■ Task to carry out ■
Reproduce word for word every line of the entries below, from the line containing "# indicate the dirt ground with a pin" through the final line, and nothing else.

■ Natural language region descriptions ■
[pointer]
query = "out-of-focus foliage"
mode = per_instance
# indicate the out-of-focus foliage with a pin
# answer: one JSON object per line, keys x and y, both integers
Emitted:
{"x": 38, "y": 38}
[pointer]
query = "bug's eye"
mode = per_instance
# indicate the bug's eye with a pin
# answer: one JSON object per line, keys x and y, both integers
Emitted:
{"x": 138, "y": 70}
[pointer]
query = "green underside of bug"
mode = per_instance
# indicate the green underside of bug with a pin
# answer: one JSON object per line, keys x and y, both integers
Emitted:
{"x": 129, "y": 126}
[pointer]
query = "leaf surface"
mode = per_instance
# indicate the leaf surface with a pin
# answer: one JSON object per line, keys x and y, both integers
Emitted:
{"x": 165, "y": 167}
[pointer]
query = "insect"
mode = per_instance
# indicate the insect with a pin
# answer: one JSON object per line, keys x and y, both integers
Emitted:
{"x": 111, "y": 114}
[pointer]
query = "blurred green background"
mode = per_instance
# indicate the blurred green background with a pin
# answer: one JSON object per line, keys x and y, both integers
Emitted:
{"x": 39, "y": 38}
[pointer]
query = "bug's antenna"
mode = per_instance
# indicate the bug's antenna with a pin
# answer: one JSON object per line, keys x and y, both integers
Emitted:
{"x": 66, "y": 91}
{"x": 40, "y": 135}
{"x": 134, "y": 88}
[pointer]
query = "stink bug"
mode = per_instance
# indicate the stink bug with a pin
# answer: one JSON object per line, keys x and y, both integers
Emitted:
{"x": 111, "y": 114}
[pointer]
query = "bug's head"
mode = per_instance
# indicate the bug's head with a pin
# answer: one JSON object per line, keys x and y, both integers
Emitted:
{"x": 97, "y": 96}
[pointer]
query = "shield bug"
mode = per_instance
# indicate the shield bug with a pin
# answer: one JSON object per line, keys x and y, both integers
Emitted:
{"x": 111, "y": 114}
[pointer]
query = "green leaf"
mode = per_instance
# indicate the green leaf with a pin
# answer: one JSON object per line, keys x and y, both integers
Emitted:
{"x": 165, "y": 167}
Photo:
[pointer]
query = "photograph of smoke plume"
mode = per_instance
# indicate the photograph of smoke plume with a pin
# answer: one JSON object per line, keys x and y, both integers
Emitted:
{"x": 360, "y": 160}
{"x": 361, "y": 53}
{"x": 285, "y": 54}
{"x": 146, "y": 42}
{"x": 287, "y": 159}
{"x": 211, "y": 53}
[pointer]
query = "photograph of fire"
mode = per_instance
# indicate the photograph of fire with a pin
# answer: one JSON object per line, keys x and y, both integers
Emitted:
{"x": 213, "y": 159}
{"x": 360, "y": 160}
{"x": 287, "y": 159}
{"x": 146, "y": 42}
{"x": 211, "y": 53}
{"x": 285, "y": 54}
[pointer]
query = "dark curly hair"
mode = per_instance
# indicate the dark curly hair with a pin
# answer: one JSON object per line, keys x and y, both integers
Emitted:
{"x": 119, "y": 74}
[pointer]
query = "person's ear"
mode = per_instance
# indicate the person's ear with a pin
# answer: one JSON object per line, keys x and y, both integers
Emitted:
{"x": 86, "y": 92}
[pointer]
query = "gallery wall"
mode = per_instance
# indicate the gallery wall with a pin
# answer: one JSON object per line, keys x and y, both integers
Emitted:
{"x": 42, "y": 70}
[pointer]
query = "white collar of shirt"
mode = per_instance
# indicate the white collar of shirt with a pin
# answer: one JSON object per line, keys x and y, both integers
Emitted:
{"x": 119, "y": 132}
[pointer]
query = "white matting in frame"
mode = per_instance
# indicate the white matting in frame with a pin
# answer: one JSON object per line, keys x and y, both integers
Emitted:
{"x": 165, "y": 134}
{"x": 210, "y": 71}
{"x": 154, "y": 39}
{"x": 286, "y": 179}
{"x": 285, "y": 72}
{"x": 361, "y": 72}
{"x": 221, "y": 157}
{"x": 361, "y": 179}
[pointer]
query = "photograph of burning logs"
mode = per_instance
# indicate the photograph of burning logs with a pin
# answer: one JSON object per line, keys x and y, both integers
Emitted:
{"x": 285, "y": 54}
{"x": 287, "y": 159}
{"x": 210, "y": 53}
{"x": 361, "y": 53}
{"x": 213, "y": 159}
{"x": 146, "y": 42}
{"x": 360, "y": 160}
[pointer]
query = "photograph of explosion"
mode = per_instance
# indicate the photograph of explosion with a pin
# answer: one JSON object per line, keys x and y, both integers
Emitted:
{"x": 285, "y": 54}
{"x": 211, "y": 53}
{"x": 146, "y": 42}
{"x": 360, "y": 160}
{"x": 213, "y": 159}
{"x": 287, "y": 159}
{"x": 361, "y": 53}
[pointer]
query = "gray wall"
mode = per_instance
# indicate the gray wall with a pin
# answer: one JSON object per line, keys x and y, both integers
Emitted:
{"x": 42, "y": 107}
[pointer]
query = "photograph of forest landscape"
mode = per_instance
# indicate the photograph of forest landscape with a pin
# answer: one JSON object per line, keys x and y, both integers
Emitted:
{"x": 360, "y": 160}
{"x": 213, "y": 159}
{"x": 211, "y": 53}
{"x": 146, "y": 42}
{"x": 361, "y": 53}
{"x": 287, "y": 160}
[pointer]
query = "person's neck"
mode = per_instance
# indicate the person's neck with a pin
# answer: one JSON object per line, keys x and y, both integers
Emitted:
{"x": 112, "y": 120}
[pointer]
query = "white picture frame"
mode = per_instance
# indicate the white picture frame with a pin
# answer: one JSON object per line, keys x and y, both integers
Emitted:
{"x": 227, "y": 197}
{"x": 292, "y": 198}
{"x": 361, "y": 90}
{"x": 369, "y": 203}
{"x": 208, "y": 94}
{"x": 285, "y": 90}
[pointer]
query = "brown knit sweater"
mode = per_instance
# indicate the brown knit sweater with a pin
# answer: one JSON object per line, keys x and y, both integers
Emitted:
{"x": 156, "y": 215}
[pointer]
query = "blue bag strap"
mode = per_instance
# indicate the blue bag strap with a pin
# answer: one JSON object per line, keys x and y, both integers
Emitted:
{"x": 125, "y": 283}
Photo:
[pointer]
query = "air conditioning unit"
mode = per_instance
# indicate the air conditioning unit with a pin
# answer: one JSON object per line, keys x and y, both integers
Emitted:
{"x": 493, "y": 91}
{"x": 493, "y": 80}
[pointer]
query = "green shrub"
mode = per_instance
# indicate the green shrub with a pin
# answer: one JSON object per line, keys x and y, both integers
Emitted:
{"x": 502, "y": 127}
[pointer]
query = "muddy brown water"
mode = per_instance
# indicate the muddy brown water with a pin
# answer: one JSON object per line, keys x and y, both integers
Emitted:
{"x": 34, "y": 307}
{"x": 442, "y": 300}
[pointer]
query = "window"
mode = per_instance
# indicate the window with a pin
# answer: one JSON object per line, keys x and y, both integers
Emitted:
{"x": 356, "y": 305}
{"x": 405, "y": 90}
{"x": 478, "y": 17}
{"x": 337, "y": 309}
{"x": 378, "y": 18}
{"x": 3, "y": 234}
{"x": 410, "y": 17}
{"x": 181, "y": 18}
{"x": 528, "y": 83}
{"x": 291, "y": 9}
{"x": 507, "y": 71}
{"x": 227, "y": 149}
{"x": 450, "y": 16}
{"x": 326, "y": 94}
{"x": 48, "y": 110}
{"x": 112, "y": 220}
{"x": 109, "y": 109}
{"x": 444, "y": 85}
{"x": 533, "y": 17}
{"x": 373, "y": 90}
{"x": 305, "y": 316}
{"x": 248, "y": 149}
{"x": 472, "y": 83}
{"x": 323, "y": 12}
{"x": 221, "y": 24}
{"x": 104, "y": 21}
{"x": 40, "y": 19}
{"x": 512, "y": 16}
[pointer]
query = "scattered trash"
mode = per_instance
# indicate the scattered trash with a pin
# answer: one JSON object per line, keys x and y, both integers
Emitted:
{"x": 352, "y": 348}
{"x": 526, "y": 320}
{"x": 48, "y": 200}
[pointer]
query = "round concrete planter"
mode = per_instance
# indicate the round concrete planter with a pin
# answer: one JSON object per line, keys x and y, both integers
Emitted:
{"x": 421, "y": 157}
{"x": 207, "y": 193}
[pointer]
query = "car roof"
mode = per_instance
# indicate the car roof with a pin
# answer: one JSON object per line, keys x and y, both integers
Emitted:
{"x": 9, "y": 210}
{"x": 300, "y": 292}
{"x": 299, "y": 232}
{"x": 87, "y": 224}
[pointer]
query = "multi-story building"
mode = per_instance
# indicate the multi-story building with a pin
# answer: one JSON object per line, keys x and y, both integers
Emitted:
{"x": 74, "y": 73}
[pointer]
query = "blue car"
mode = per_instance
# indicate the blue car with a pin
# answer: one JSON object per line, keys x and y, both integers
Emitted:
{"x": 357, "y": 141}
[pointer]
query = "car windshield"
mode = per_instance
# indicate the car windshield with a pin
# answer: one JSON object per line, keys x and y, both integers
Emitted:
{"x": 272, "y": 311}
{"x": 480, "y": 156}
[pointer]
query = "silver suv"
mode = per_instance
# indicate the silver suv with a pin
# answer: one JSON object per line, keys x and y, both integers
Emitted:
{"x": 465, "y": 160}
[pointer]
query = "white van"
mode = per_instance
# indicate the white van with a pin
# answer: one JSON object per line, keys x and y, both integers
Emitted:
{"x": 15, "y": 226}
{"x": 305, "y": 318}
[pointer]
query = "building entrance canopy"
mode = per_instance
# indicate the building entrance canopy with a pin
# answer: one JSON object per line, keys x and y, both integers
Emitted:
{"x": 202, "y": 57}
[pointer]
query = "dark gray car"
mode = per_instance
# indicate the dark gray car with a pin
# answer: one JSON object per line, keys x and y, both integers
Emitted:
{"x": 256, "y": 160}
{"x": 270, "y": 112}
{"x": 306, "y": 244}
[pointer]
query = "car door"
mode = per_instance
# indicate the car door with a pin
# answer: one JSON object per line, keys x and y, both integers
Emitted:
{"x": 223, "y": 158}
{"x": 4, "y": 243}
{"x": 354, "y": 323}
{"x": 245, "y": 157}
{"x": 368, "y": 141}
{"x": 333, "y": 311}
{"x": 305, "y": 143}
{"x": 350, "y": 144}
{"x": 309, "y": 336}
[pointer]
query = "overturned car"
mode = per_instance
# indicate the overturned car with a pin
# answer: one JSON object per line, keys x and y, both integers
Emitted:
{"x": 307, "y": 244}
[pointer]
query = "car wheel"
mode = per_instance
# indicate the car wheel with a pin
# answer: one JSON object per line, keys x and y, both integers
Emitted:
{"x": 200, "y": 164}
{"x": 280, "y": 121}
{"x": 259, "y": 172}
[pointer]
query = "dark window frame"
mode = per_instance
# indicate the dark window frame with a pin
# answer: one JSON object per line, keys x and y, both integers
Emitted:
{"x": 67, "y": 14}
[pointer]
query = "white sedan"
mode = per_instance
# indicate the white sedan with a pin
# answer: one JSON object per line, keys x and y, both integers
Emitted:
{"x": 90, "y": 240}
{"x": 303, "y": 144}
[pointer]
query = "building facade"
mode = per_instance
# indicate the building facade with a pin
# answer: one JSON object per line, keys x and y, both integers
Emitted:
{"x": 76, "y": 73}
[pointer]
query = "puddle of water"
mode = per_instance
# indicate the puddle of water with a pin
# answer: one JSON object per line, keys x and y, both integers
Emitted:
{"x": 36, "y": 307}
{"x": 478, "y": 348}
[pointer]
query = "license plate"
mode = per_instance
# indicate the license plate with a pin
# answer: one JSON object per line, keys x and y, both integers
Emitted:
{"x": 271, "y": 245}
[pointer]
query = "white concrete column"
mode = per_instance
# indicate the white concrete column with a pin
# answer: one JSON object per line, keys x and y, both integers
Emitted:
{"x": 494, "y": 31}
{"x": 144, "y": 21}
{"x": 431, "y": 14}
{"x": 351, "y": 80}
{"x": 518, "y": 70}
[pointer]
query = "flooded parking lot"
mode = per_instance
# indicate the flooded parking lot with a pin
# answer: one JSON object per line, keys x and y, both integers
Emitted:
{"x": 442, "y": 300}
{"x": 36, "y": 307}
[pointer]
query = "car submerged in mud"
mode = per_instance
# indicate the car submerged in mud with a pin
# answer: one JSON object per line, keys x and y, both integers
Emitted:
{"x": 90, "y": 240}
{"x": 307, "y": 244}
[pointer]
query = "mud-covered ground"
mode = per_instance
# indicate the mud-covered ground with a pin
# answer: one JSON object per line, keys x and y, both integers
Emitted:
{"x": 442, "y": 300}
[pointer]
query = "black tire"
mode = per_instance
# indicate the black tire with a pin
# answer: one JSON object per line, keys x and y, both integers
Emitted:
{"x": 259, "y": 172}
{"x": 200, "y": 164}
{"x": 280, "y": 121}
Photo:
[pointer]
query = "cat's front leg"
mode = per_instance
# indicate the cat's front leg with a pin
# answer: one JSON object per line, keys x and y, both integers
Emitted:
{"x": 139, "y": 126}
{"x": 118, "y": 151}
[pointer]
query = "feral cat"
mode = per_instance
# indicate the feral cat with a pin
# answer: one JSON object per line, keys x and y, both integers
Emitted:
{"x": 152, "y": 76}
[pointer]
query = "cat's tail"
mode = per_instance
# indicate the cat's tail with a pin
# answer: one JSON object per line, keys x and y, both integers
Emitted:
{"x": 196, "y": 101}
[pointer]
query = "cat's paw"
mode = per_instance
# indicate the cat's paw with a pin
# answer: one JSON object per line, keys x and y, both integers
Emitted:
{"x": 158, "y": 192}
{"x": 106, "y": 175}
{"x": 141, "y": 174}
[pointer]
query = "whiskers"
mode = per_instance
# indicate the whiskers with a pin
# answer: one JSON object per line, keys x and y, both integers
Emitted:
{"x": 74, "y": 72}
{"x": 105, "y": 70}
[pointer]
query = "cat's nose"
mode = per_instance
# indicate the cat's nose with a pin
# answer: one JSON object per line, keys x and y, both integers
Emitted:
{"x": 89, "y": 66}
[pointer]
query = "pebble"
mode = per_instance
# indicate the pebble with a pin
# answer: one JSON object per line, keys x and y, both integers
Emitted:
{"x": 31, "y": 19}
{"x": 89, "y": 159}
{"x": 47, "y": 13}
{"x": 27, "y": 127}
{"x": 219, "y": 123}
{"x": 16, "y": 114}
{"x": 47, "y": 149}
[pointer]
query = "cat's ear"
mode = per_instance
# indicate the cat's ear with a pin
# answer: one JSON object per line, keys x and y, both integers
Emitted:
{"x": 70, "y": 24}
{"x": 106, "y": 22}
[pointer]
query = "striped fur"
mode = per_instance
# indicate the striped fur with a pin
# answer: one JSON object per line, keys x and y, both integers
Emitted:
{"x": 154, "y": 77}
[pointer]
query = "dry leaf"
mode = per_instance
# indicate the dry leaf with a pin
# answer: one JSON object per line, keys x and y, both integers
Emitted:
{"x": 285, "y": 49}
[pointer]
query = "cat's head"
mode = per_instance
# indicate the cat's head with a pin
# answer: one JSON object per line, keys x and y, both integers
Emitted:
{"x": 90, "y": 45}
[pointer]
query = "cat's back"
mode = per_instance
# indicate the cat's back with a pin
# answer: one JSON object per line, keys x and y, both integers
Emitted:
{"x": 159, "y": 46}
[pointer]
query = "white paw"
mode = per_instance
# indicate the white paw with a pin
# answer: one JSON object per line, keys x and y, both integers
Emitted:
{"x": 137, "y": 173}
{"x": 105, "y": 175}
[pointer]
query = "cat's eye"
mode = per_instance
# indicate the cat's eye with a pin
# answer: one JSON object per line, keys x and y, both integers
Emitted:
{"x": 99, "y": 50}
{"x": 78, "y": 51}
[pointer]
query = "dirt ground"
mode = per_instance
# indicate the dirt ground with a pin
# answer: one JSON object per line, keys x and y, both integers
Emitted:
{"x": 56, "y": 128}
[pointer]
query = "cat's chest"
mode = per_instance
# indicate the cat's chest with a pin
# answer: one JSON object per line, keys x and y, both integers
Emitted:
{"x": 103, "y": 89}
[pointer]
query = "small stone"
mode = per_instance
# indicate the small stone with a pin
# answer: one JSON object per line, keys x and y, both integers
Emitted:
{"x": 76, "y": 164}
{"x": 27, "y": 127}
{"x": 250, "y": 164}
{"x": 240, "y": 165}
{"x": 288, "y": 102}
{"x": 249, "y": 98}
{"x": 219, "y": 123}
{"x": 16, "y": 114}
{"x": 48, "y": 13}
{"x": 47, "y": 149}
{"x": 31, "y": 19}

■ Written reply ■
# indicate the dirt ground with a pin
# answer: one JSON object per line, keys x and y, both integers
Emitted:
{"x": 56, "y": 128}
[pointer]
query = "cat's chest"
mode = per_instance
# indicate the cat's chest with a pin
# answer: one JSON object per line, keys x and y, both integers
Emitted:
{"x": 103, "y": 89}
[pointer]
query = "small stone"
mode = per_instance
# indicate the small stone with a pin
# answer: one JSON object per line, keys x and y, both integers
Emitted:
{"x": 76, "y": 164}
{"x": 27, "y": 127}
{"x": 250, "y": 164}
{"x": 240, "y": 165}
{"x": 288, "y": 102}
{"x": 249, "y": 98}
{"x": 219, "y": 123}
{"x": 16, "y": 114}
{"x": 48, "y": 13}
{"x": 47, "y": 149}
{"x": 31, "y": 19}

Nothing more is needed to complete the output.